* _Source data_:
BEGIN
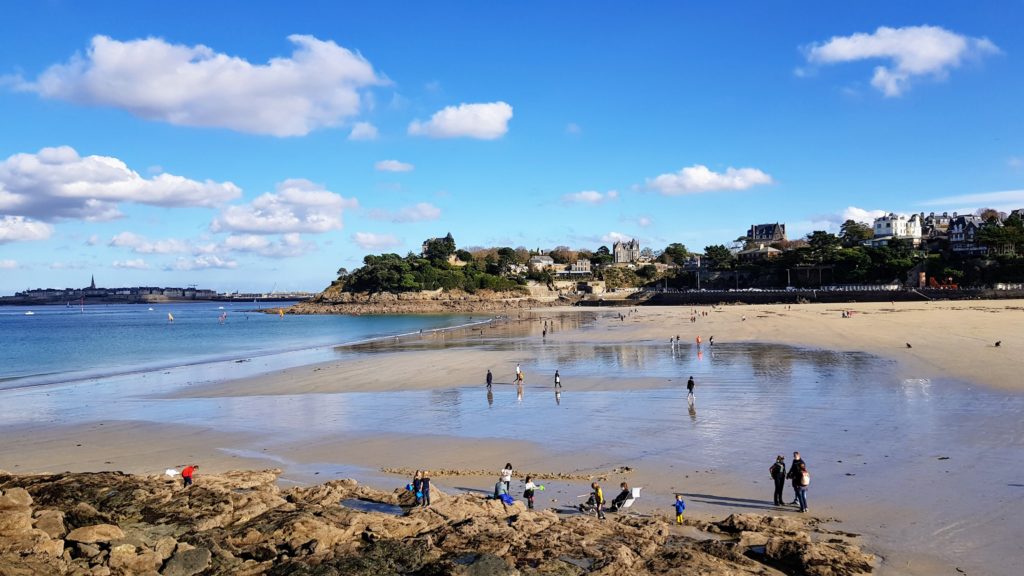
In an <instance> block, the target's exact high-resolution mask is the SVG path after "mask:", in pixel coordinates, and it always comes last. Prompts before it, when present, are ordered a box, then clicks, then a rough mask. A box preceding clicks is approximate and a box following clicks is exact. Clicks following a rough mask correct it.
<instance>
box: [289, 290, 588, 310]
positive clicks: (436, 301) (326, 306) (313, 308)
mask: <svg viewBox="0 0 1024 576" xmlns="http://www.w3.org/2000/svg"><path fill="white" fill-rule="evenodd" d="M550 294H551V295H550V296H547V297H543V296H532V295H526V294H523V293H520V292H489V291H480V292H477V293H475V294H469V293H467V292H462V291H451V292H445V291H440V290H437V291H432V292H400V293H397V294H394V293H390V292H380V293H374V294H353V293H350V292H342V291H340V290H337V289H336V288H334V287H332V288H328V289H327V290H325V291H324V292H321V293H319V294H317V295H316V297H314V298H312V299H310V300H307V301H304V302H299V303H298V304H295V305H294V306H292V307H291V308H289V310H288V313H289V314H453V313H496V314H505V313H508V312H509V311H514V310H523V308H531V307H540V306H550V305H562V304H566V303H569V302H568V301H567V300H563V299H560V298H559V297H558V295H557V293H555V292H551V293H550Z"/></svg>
END
BEGIN
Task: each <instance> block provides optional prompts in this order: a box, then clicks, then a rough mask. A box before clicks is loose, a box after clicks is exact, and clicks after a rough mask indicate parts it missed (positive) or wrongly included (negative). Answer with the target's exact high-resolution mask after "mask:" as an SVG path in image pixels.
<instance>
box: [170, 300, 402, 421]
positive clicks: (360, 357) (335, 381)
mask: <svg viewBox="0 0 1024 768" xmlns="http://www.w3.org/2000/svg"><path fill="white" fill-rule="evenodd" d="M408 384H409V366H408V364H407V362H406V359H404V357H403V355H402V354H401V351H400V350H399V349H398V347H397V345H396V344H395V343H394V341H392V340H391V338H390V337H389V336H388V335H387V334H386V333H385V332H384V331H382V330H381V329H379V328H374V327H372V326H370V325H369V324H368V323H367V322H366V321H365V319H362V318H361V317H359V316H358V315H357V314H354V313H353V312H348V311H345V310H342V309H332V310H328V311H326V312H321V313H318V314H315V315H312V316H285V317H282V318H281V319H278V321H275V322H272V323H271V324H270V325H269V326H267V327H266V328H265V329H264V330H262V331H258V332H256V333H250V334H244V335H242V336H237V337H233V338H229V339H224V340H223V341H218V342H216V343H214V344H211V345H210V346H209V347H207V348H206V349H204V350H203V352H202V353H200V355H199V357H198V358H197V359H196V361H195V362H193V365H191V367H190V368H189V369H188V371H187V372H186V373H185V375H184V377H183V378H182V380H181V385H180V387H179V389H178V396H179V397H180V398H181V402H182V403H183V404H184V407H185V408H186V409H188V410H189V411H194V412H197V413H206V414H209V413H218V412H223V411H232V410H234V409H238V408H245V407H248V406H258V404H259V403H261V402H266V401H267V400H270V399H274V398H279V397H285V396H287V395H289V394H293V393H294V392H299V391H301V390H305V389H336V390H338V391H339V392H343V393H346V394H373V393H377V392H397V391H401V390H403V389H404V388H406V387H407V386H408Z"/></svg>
END
BEGIN
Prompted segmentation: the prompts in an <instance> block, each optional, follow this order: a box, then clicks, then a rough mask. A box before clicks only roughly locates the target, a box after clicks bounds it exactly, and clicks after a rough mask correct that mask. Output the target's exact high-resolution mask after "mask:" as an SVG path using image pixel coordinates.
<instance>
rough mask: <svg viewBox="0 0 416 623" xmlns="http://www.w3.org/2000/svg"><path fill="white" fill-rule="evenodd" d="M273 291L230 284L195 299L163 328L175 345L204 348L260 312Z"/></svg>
END
* _Your instructions_: Return, exactly as they appear, the lines in the records starting with the line that contains "In an <instance> block, the" and going on through the line that contains "positive clicks: (436, 301)", both ends included.

* _Output below_:
In an <instance> block, the target's exact high-resolution mask is the SVG path after "mask:", in pixel coordinates, and it always comes last. Prompts before it, when present, are ordered a box, then clicks, then a rough mask. A box preceding clicks is approximate and a box following clicks is exact. Clicks following a rough mask correct it.
<instance>
box: [289, 290, 588, 310]
positive clicks: (436, 301) (326, 306) (313, 308)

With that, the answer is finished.